TASK DETAILS =>
Revise the stretch of the forum thread on low sperm count from "## imtamnew (May" through "she had PCOS.", putting "partner" in place of "wife".

TEXT SEGMENT =>
# Should My Family Know it.



## Indianinoz (Jul 30, 2013)

I am a 30 year old male from Indian Origin. Few Months back I went for Voluntary Sperm donation at IVF Australia. As they did testing they found out that I have very low sperm count so they repeated the test only to find out that my sperm count is less than one fourth of a normal person. This mean I would never be able to father a child. 

Now I am ok with this however, I have not informed this to my parents who like other Indian parents are bothered why is their son has not yet found someone for himself. 

I really want to know should I keep it to myself or let them know about it.


----------



## Spinner (Jul 26, 2013)

I personally think it's your business, but if you want to let you parents in the loop I'm sure they'd appreciate it. It comes down to what you're comfortable with.


----------



## imtamnew (May 13, 2013)

Just how low is the sperm count?

I have had mine go to a low of 20 million but still ended up with 2 kids.
We tried 2 or 3 IUI's on my wife because she had PCOS.

But our kids were conceived the old fashioned way.


----------



## RAN (Oct 14, 2012)

Indianinoz said:


> I am a 30 year old male from Indian Origin. Few Months back I went for Voluntary Sperm donation at IVF Australia. As they did testing they found out that I have very low sperm count so they repeated the test only to find out that my sperm count is less than one fourth of a normal person. This mean I would never be able to father a child.
> 
> Now I am ok with this however, I have not informed this to my parents who like other Indian parents are bothered why is their son has not yet found someone for himself.
> 
> I really want to know should I keep it to myself or let them know about it.


Inform them. 

As per your post I think you are not married. If you want to marry, do you want to the Indian way(arranged marriage) or you are looking into some one where you are now to enter into a relationship & marry.

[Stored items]

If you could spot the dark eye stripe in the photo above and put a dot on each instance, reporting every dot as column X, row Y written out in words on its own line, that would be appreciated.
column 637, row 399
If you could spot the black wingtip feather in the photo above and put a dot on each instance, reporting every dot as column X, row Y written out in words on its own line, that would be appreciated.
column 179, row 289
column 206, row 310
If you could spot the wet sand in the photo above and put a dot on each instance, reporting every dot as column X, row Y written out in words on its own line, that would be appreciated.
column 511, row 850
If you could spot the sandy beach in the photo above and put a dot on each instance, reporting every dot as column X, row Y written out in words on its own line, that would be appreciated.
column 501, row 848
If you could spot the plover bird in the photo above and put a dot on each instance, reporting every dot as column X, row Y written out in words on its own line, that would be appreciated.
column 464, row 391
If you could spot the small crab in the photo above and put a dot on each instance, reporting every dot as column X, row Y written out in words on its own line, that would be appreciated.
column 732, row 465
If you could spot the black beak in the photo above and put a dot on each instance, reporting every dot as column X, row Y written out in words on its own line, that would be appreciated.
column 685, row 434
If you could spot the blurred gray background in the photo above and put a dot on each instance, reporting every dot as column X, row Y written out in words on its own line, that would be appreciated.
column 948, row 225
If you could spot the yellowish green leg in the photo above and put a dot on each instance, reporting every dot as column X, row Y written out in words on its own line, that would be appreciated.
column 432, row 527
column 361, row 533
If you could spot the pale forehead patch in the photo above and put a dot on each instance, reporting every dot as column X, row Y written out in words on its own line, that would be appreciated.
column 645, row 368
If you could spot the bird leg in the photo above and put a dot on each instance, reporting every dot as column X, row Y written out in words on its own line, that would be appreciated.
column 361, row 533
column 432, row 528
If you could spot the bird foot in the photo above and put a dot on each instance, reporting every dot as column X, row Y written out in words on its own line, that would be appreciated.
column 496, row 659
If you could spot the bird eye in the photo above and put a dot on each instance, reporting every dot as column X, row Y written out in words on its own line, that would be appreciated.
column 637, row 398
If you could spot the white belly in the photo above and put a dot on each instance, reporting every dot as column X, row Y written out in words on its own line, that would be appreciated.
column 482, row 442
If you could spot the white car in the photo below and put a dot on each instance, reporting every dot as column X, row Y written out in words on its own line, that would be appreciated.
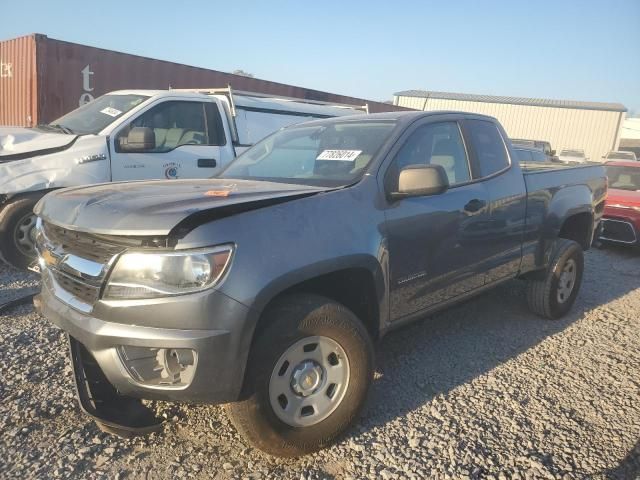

RESPONSE BOX =>
## imtamnew (May 13, 2013)

Just how low is the sperm count?

I have had mine go to a low of 20 million but still ended up with 2 kids.
We tried 2 or 3 IUI's on my partner because she had PCOS.